A Bagdad, les autorités irakiennes ont minimisé la découverte des inspecteurs. Le général Hossam Mohamed Amin a ainsi démenti qu’il s’agisse d’armes de destruction massive. Il a en outre affirmé que les roquettes trouvées et leurs têtes n’étaient «ni chimiques ni biologiques». «Ce sont seulement des roquettes d’artilleries importées en 1986», a-t-il également déclaré, précisant que «pour cette raison elles sont périmées et ne peuvent plus être utilisées». Toujours selon lui, ces têtes «périmées depuis au moins sept ans», ont déjà été déclarées en 1996 à la précédente mission de l’ONU et figurent également dans la nouvelle déclaration de Bagdad sur ses programmes d’armes de destruction massive remise au Conseil de sécurité de l’ONU le 7 décembre dernier. Une affirmation que semble toutefois mettre en doute le chef des inspecteurs, Hans Blix, qui a déclaré à Paris qu’il n’était pas certain que ces ogives figurent bien sur la liste fournie par l’Irak.

Mise à part cette déclaration de Hans Blix, les inspecteurs ont préféré joué la prudence. Un porte-parole de l’Agence internationale pour l’énergie atomique (AIEA) a ainsi jugé prématuré de décider de l’importance à accorder à cette découverte. «C’est une question extrêmement technique», a-t-il souligné en précisant qu’il était impossible de «trancher sur ce genre de sujet au premier coup d’œil». Cette prudence est largement partagée par la plupart des capitales occidentales puisque même Londres, pourtant fidèle allié de Washington, a affirmé qu’il ne voulait «pas se presser pour porter un jugement». Seuls les Etats-Unis ont pour l’instant qualifié de «troublante et sérieuse» la découverte des inspecteurs, précisant notamment qu’elles ne figuraient par sur la liste remise par Bagad.

Bagdad dénonce «un acte tendancieux»

Déterminante ou non, la découverte de ces têtes chimiques intervient alors que Hans Blix et Mohamed el-Baradeï sont attendus dimanche à Bagdad pour des entretiens de haut niveau avec les autorités irakiennes. Les deux hommes, qui ont affirmé à plusieurs reprises que la déclaration de Bagdad contenait des «omissions», doivent profiter de cette opportunité pour réclamer une coopération «plus active» de la part des Irakiens, visiblement très soucieux de poursuivre la collaboration avec l’ONU. Et c’est sans doute la raison pour laquelle le général Amine, qui a qualifié de «très étrange» le communiqué annonçant la découverte des têtes chimiques, a dénoncé «un acte tendancieux et monté de toutes pièces» visant notamment à compromettre les discussions avec les chefs des inspecteurs. «Nous souhaitons que les inspecteurs nous interrogent d’abord sur leur découverte car ce que nous disons, c’est la vérité», a en outre ajouté le responsable irakien, qui a nié l’existence de toute crise avec l’ONU.

[Données de localisation par point pour chaque instance]

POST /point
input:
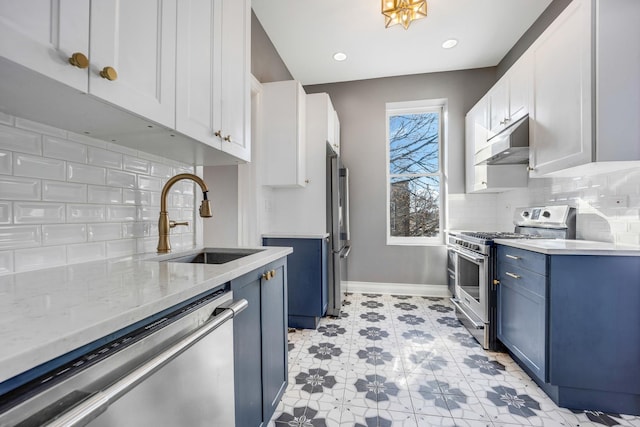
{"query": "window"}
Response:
(415, 177)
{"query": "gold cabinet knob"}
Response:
(109, 73)
(79, 60)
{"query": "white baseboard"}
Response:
(397, 289)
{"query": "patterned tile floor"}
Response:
(406, 361)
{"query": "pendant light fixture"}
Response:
(403, 11)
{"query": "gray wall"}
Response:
(547, 17)
(361, 108)
(266, 64)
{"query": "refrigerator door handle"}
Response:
(345, 252)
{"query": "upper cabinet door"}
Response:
(137, 39)
(235, 107)
(198, 70)
(561, 104)
(44, 35)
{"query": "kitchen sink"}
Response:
(215, 256)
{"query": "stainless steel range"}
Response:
(472, 264)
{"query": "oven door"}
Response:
(472, 275)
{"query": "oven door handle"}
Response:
(469, 255)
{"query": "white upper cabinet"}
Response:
(561, 107)
(235, 107)
(565, 107)
(509, 98)
(198, 70)
(166, 77)
(44, 35)
(137, 40)
(284, 134)
(487, 178)
(213, 87)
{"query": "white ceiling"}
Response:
(306, 34)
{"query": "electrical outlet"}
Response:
(614, 201)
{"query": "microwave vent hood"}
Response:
(509, 147)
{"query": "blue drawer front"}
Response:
(526, 259)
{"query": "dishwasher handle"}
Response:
(89, 409)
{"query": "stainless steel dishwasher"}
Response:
(174, 369)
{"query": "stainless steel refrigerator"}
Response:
(338, 228)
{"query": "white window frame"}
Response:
(417, 107)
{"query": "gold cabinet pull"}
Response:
(79, 60)
(109, 73)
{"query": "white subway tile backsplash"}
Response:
(62, 149)
(19, 188)
(39, 128)
(6, 214)
(86, 252)
(101, 232)
(86, 140)
(122, 247)
(136, 229)
(121, 149)
(85, 213)
(121, 179)
(160, 170)
(85, 174)
(68, 198)
(104, 158)
(38, 213)
(20, 236)
(6, 262)
(6, 162)
(105, 195)
(147, 245)
(21, 141)
(121, 213)
(149, 183)
(38, 258)
(38, 167)
(56, 191)
(146, 213)
(133, 164)
(64, 234)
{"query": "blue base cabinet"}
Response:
(260, 343)
(307, 279)
(575, 328)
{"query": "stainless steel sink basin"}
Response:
(215, 256)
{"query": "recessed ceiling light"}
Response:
(339, 56)
(448, 44)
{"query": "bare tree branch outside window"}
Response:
(414, 171)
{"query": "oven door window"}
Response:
(469, 275)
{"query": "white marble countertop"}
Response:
(570, 247)
(47, 313)
(278, 235)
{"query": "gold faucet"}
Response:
(164, 224)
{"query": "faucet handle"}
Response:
(172, 224)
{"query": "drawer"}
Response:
(521, 278)
(532, 261)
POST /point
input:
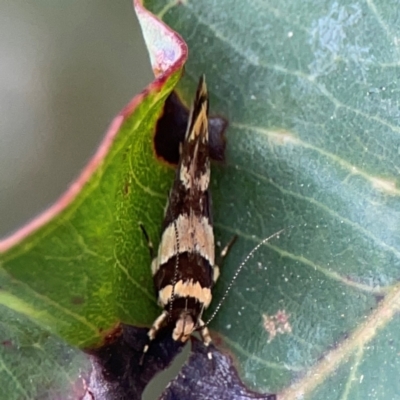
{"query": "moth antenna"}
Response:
(176, 270)
(244, 262)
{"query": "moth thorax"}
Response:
(183, 328)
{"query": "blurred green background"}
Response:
(66, 69)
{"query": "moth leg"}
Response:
(152, 333)
(223, 254)
(205, 337)
(149, 242)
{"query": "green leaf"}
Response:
(310, 90)
(82, 267)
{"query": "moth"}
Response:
(184, 269)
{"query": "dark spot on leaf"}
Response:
(116, 372)
(77, 300)
(202, 378)
(171, 129)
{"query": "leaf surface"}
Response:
(310, 92)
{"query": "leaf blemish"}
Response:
(384, 185)
(276, 324)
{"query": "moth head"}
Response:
(184, 327)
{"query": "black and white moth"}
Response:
(184, 269)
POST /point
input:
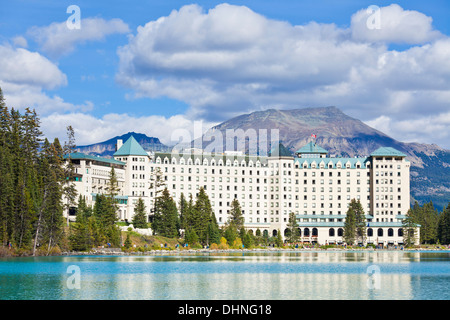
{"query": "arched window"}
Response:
(315, 232)
(287, 232)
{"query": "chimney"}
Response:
(119, 144)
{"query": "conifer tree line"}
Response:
(32, 183)
(434, 225)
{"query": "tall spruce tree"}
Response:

Explorer le contenu:
a) Citez le passage de l'article sur la découverte des inspecteurs en Irak qui va de "Mise à part" jusqu'à "remise par Bagad." inclus.
b) Répondez à ces questions d'après l'article sur la découverte des inspecteurs en Irak.
(i) En quelle année les roquettes ont-elles été importées, selon le général irakien ?
(ii) Quels adjectifs les États-Unis ont-ils employés pour qualifier la découverte ?
(iii) Quel jour Hans Blix et Mohamed el-Baradeï sont-ils attendus à Bagdad ?
c) Poursuivez l'article sur la découverte des inspecteurs en Irak à partir de sa dernière phrase.
Les items sont tirés d'une source distincte de l'article.

Résultats par tâche:
a)
Mise à part cette déclaration de Hans Blix, les inspecteurs ont préféré joué la prudence. Un porte-parole de l’Agence internationale pour l’énergie atomique (AIEA) a ainsi jugé prématuré de décider de l’importance à accorder à cette découverte. «C’est une question extrêmement technique», a-t-il souligné en précisant qu’il était impossible de «trancher sur ce genre de sujet au premier coup d’œil». Cette prudence est largement partagée par la plupart des capitales occidentales puisque même Londres, pourtant fidèle allié de Washington, a affirmé qu’il ne voulait «pas se presser pour porter un jugement». Seuls les Etats-Unis ont pour l’instant qualifié de «troublante et sérieuse» la découverte des inspecteurs, précisant notamment qu’elles ne figuraient par sur la liste remise par Bagad.

b)
(i) En 1986.
(ii) Ils l'ont qualifiée de «troublante et sérieuse».
(iii) Dimanche.

c)
De son côté le chef des inspecteurs, Hans Blix, n’a pas caché son inquiétude. «La situation est très tendue, très dangereuse», a-t-il estimé, plaidant pour un plus grand engagement de Bagdad aux côtés des experts. Il a souhaité que la date du 27 janvier à laquelle il doit remettre, avec Mohamed el-Baradeï, son rapport au Conseil de sécurité ne soit pas une date butoir. Selon lui, les inspecteurs ont besoin de plus de temps pour finaliser leur évaluation. Hans Blix devrait notamment suggérer aux Irakiens trois gestes qui pourraient éloigner le spectre de la guerre. Il a en effet estimé qu’en donnant accès aux inspecteurs à leurs archives et à leurs budgets et en leur permettant de parler librement aux gens, les autorités de Bagdad pourraient éviter une rapide dégradation de la situation.

Démentant la rumeur persistante sur son exil, Saddam Hussein a par ailleurs assuré vendredi, à l’occasion d’un discours marquant le douzième anniversaire de la guerre du Golfe, que «Bagdad, son peuple comme ses dirigeants, est bien décidé à pousser les Mongols de l’ère moderne à se suicider sous ses murs». Il faisait référence aux Etats-Unis, comparés aux Mongols qui sous la conduite de Houlagou avaient conquis et mis à sac Bagdad au XIIIème siècle.